◆ What is asked
List every line of the items below that contains the word "front", copying each such line in full. Matching is case-sensitive.

◆ Supplied records
==*==

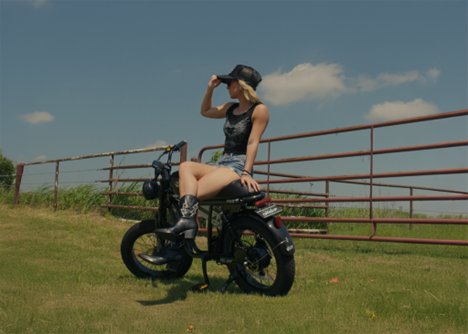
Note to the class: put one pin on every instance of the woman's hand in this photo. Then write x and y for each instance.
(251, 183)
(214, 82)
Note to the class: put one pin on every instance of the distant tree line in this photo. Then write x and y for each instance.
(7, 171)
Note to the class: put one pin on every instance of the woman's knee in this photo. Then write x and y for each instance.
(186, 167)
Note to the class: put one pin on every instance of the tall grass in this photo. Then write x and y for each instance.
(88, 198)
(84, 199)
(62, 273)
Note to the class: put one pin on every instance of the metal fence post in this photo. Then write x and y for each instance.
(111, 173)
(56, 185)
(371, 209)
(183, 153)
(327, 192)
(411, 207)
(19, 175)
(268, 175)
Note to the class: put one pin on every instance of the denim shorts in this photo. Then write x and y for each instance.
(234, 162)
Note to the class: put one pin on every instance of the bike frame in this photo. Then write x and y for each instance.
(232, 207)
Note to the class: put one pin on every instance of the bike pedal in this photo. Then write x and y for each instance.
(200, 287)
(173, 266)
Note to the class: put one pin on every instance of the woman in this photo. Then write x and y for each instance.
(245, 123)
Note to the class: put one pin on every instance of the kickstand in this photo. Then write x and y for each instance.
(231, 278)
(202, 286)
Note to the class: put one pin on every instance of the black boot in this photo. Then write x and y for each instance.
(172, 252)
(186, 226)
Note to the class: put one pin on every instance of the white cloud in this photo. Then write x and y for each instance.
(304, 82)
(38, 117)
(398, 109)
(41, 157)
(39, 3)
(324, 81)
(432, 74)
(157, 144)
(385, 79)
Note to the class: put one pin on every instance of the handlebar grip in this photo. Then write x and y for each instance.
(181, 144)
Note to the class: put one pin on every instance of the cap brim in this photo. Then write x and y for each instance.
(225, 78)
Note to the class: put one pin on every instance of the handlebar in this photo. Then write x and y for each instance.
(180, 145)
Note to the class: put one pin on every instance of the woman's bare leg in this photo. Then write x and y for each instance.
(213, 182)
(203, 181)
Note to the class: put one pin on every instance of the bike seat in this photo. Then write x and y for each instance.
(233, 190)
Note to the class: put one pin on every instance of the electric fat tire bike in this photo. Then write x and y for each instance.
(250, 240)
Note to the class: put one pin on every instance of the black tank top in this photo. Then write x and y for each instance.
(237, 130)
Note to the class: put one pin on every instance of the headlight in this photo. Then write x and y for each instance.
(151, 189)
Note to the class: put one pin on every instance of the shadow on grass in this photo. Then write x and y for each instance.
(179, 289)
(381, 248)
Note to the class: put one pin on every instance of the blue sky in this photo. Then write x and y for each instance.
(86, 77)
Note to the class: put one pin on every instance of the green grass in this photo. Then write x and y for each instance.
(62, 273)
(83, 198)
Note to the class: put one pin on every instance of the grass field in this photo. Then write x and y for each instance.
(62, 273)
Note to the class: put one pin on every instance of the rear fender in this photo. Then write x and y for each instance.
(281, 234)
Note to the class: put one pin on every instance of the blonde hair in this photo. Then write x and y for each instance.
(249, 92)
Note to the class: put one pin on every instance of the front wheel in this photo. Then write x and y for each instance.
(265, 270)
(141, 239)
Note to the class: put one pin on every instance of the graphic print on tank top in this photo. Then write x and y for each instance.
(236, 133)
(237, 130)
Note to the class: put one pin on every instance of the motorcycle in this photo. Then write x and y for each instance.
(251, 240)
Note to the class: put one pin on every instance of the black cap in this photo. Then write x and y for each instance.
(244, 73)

==*==

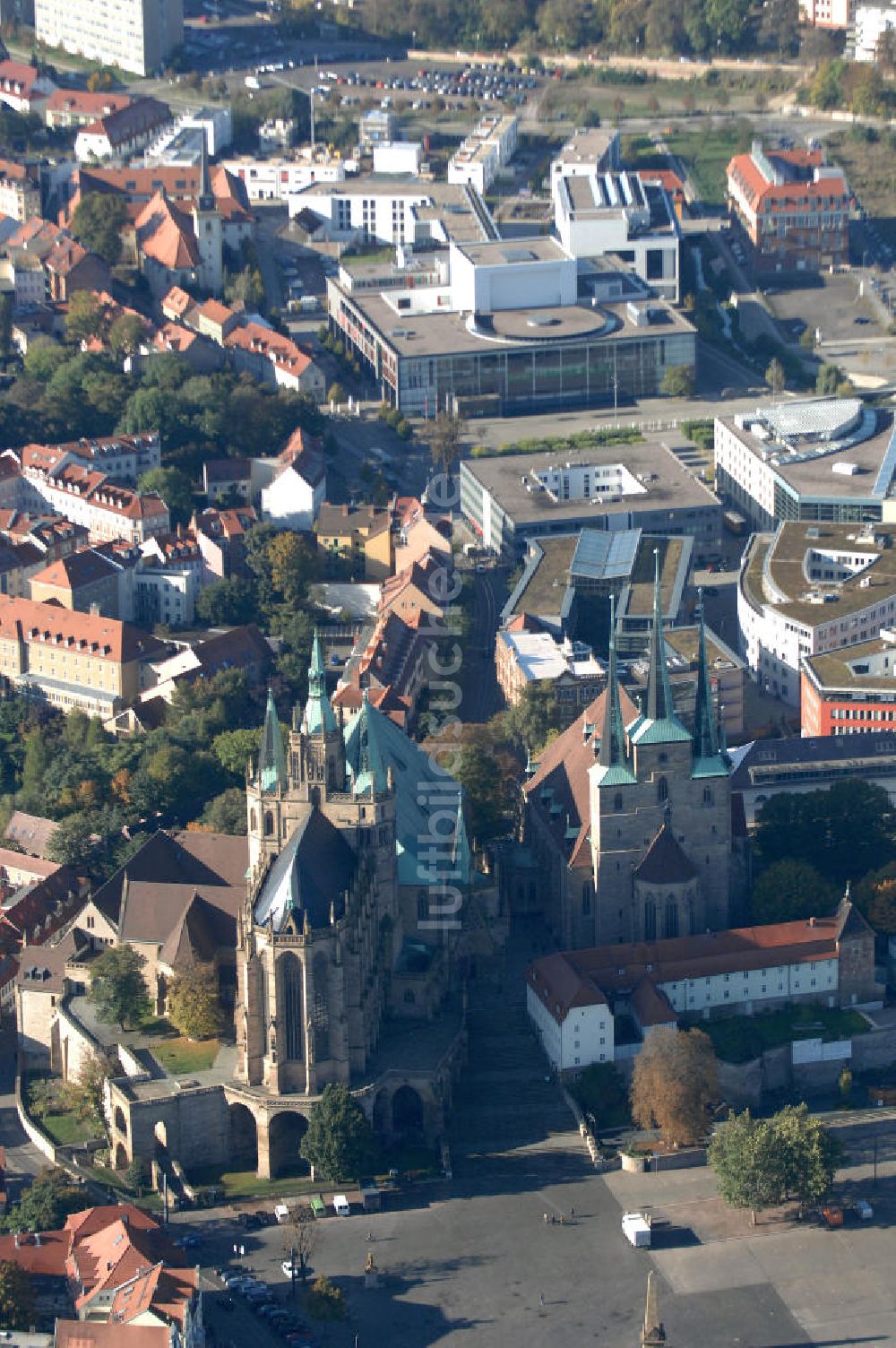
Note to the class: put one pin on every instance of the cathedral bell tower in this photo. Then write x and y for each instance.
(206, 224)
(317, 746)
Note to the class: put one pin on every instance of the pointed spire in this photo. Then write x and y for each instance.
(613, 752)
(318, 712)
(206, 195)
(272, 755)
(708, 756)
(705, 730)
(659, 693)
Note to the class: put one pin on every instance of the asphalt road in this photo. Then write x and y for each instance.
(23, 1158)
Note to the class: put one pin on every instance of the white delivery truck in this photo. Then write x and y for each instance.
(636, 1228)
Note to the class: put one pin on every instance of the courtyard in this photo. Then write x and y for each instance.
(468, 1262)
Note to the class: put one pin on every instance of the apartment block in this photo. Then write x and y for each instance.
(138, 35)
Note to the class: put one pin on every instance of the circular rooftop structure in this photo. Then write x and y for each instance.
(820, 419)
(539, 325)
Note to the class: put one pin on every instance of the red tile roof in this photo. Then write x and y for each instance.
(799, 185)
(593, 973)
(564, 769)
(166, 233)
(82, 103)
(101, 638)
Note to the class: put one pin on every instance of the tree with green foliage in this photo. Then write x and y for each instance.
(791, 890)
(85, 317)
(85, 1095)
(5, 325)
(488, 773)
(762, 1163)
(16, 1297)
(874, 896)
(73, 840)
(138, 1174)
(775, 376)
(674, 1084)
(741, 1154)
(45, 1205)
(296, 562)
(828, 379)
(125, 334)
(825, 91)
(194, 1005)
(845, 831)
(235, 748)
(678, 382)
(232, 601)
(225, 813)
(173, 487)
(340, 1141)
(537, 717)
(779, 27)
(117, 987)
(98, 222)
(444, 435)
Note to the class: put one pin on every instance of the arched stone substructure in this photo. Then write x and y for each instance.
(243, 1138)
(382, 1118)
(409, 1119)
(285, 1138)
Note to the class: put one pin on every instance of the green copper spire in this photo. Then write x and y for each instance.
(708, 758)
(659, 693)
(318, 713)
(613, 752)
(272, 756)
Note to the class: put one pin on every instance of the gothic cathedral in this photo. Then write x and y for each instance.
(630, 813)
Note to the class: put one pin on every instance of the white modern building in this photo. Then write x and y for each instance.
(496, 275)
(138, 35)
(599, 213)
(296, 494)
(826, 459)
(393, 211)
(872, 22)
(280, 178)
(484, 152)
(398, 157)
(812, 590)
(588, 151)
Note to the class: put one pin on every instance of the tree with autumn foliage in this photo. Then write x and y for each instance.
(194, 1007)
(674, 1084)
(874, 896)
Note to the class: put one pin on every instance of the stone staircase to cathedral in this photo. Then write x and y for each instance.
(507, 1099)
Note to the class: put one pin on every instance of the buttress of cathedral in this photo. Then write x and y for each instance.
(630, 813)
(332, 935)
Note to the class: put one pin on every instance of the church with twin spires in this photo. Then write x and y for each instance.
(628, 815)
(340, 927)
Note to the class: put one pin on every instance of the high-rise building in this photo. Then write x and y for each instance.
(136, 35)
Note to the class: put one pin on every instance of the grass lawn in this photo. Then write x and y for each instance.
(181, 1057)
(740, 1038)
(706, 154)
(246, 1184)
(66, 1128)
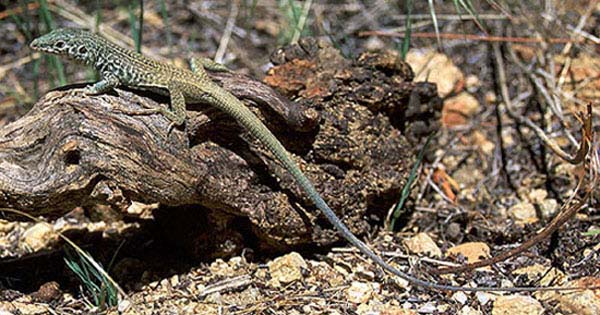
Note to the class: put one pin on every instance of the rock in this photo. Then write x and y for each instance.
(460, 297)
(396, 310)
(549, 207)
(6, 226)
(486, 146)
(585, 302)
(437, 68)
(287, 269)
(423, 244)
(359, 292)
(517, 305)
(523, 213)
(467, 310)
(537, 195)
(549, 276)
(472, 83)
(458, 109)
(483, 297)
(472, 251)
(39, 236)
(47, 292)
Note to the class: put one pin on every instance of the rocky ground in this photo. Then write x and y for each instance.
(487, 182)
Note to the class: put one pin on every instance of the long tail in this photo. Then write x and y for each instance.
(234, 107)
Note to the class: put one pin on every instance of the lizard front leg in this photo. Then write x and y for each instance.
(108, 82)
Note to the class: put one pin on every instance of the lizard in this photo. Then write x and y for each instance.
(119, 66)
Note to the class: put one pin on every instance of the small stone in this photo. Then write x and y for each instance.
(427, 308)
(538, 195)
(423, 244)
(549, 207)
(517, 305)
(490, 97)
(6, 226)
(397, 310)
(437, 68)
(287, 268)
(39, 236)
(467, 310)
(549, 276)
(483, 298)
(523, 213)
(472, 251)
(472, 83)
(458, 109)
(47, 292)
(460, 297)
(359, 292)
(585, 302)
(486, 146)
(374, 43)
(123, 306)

==*==

◆ The solution
Note to the class: put one pin on every instance of the front wheel in this photo. Then write x and y for each instance.
Note to the class: put one pin on every instance of the lizard front leg in this photo. Then write x and y for each instance.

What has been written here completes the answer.